# Given passage
------------------------------------------------

Monday, March 5, 2007

Never Forget: "Support Our Troops"

The details and analysis are still to come -- when did this start, what is the cause (outsourcing, budget cuts, incompetent or uncaring political appointees, etc), and how big is the problem today and in to the future. Meanwhile, today's followup article in the Washington Post to the series on Walter Reed is beyond disgusting. Dishonor indeed.

Across the country, some military quarters for wounded outpatients are in bad shape, according to interviews, Government Accountability Office reports and transcripts of congressional testimony. The mold, mice and rot of Walter Reed's Building 18 compose a familiar scenario for many soldiers back from Iraq or Afghanistan who were shipped to their home posts for treatment. Nearly 4,000 outpatients are currently in the military's Medical Holding or Medical Holdover companies, which oversee the wounded. Soldiers and veterans report bureaucratic disarray similar to Walter Reed's: indifferent, untrained staff; lost paperwork; medical appointments that drop from the computers; and long waits for consultations.

Sandy Karen was horrified when her 21-year-old son was discharged from the Naval Medical Center in San Diego a few months ago and told to report to the outpatient barracks, only to find the room swarming with fruit flies, trash overflowing and a syringe on the table. "The staff sergeant says, 'Here are your linens' to my son, who can't even stand up," said Karen, of Brookeville, Md. "This kid has an open wound, and I'm going to put him in a room with fruit flies?" She took her son to a hotel instead.

"My concern is for the others, who don't have a parent or someone to fight for them," Karen said. "These are just kids. Who would have ever looked in on my son?"

------------------------------------------------

# Collected data
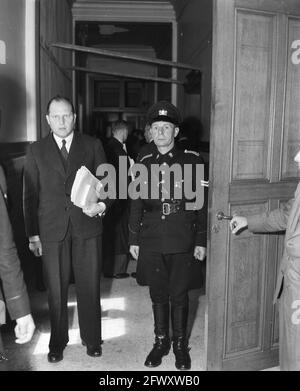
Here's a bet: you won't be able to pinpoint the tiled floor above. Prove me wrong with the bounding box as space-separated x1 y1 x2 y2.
0 264 205 371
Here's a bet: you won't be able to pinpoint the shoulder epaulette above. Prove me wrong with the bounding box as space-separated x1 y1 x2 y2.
184 149 200 156
140 153 153 163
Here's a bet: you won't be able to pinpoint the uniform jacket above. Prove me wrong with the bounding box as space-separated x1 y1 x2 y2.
247 184 300 302
23 132 111 242
129 147 207 254
0 167 30 325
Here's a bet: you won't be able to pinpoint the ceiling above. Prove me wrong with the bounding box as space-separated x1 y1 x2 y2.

------------------------------------------------

# What to do
Reproduce the blog post's text between "Monday, March 5, 2007" and "disgusting. Dishonor indeed.", inclusive.

# Answer section
Monday, March 5, 2007

Never Forget: "Support Our Troops"

The details and analysis are still to come -- when did this start, what is the cause (outsourcing, budget cuts, incompetent or uncaring political appointees, etc), and how big is the problem today and in to the future. Meanwhile, today's followup article in the Washington Post to the series on Walter Reed is beyond disgusting. Dishonor indeed.